• [Task details]: Return the line containing "Target: man in pink polo shirt" and every line beneath it through the end of the entries below, unchanged. Pictures stay out.

------------------------

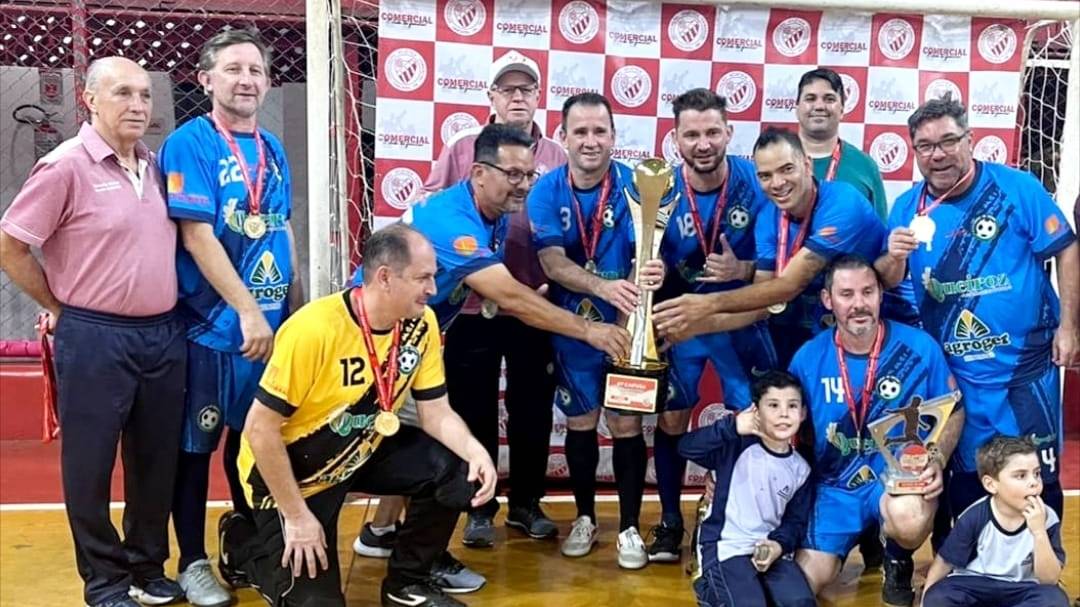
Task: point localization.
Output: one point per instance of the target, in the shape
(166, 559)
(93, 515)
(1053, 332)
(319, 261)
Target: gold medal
(387, 423)
(255, 227)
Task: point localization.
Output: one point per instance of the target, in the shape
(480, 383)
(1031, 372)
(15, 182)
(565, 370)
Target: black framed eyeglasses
(948, 145)
(513, 176)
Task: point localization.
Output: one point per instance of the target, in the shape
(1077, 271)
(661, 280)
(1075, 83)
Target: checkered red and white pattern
(435, 56)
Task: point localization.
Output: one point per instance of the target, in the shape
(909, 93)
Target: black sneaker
(896, 589)
(376, 547)
(666, 544)
(227, 539)
(531, 521)
(416, 595)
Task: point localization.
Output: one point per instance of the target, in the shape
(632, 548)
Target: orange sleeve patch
(466, 245)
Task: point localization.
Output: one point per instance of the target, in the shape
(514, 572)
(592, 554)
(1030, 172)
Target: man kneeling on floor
(324, 423)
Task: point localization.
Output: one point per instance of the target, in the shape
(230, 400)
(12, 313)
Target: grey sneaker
(451, 577)
(480, 531)
(201, 588)
(631, 548)
(582, 538)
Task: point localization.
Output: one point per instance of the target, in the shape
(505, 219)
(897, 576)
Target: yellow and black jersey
(319, 378)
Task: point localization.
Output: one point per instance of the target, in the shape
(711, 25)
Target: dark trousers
(734, 582)
(408, 463)
(119, 380)
(976, 591)
(474, 350)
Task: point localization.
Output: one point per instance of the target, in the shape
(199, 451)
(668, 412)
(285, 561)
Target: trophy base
(635, 389)
(903, 484)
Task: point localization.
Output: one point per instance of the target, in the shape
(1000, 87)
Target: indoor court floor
(37, 567)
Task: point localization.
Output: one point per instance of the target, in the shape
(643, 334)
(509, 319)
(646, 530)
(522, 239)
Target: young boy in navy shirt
(1006, 549)
(747, 536)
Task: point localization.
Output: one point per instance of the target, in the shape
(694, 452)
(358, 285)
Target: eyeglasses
(948, 145)
(513, 176)
(525, 90)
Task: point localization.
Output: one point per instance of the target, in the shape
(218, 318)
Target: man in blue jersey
(581, 223)
(974, 237)
(855, 374)
(709, 245)
(229, 188)
(809, 224)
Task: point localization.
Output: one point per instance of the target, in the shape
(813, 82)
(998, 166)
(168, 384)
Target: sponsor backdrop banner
(435, 55)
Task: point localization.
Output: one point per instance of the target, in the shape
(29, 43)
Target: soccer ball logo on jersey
(208, 418)
(739, 217)
(889, 388)
(399, 187)
(997, 43)
(406, 70)
(973, 338)
(464, 17)
(792, 37)
(739, 89)
(896, 39)
(631, 85)
(267, 281)
(985, 227)
(688, 30)
(407, 360)
(579, 22)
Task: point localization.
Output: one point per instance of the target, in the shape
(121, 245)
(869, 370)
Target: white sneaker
(582, 538)
(632, 553)
(201, 588)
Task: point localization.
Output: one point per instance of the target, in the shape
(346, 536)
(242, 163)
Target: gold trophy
(907, 453)
(639, 382)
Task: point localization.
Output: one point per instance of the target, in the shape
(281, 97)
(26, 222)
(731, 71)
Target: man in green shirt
(820, 108)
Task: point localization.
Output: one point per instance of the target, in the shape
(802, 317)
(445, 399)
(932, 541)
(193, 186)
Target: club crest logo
(688, 30)
(579, 22)
(739, 89)
(399, 187)
(466, 17)
(896, 39)
(406, 70)
(792, 37)
(631, 85)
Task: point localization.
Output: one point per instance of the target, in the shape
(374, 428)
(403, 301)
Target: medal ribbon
(254, 192)
(699, 227)
(782, 255)
(859, 418)
(834, 164)
(591, 243)
(925, 210)
(383, 382)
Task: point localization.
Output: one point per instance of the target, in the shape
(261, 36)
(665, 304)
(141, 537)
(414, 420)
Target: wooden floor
(37, 567)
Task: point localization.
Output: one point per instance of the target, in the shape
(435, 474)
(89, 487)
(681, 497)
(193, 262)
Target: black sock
(232, 474)
(582, 456)
(896, 552)
(671, 469)
(630, 459)
(189, 507)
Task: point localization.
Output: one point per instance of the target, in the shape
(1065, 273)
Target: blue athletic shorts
(840, 515)
(737, 356)
(1033, 409)
(220, 387)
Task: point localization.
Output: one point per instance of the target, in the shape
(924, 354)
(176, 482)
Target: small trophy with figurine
(907, 436)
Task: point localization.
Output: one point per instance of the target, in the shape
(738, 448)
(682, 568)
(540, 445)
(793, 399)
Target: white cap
(514, 62)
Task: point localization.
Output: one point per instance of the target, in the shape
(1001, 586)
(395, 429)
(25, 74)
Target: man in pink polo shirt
(95, 208)
(481, 337)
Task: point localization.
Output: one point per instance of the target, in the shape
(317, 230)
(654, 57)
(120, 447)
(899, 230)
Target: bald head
(118, 96)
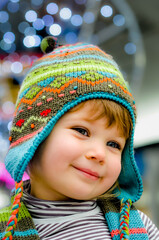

------------------------

• [Exercise solution]:
Target: man in pink polo shirt
(95, 208)
(481, 337)
Task: point localization.
Output: one point per instance of the target, in the shape
(317, 230)
(654, 57)
(120, 447)
(899, 230)
Target: bald head
(118, 96)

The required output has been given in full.